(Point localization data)
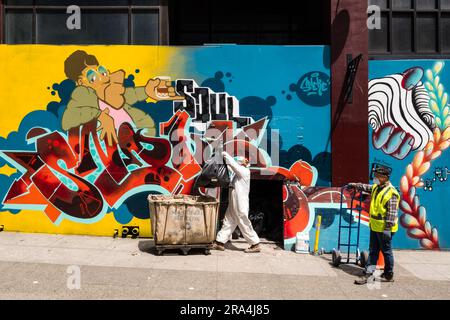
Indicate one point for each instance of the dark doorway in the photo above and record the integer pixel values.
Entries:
(266, 209)
(196, 22)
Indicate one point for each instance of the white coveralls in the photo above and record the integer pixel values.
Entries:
(238, 204)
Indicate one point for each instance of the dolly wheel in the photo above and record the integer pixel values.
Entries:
(336, 257)
(364, 259)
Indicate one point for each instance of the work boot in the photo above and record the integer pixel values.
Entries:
(253, 248)
(218, 246)
(387, 277)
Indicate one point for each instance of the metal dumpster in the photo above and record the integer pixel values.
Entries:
(183, 222)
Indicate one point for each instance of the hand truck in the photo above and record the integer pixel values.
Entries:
(345, 245)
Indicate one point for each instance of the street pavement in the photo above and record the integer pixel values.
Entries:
(43, 266)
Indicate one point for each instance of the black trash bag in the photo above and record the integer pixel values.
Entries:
(257, 220)
(214, 174)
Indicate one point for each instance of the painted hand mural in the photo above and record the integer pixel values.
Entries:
(409, 112)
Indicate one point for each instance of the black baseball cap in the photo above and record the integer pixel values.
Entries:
(383, 171)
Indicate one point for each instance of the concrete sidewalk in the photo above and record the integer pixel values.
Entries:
(36, 266)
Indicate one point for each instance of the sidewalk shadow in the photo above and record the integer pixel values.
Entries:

> _Try it_
A word-for-word restatement of all the lines above is needed, with the pictures omitted.

> _Exercise solution_
Indicate one point for each instance of the dark doorway in the photo above and record the integer pixel values.
Entries:
(266, 209)
(196, 22)
Indicate one point for each instance of the white coveralls in the photo above and record the integer pixel values.
Entries:
(238, 204)
Indicate one point for each instance of the dolly wheel in the photo above and record the integer pixel values.
Entries:
(336, 257)
(364, 259)
Indicate one point for each instance of the work boot in the photo above and record the integer pixel values.
Entries:
(253, 248)
(218, 246)
(387, 277)
Indicate one point for each instance of the metal dumpster in the photo above and record the integer pixel values.
Entries:
(183, 222)
Indicate one point for each instance of the hand truck in the photo above and record the integer pixel values.
Entries:
(345, 245)
Indicate one point for each instance of the street pavement in the photo above and record the integer pixel values.
Entries:
(43, 266)
Indicate one point for each instance of the black trash bag in the photo above and record the integer pixel values.
Entries:
(257, 220)
(214, 174)
Indicate one point for each instance of the painted hand mural in the photo above and record the integer pixel values.
Entries:
(409, 112)
Indicate one point for each instance of the black baseball cap in the photo above and record the integer pixel values.
Entries:
(383, 171)
Indicate one point for each instance of the concrete sidewalk in the photo above and record the integer pixel values.
Entries:
(36, 266)
Indicate one point for each instance of the sidewalk shadow in the photo above and record the integer pixel values.
Entries:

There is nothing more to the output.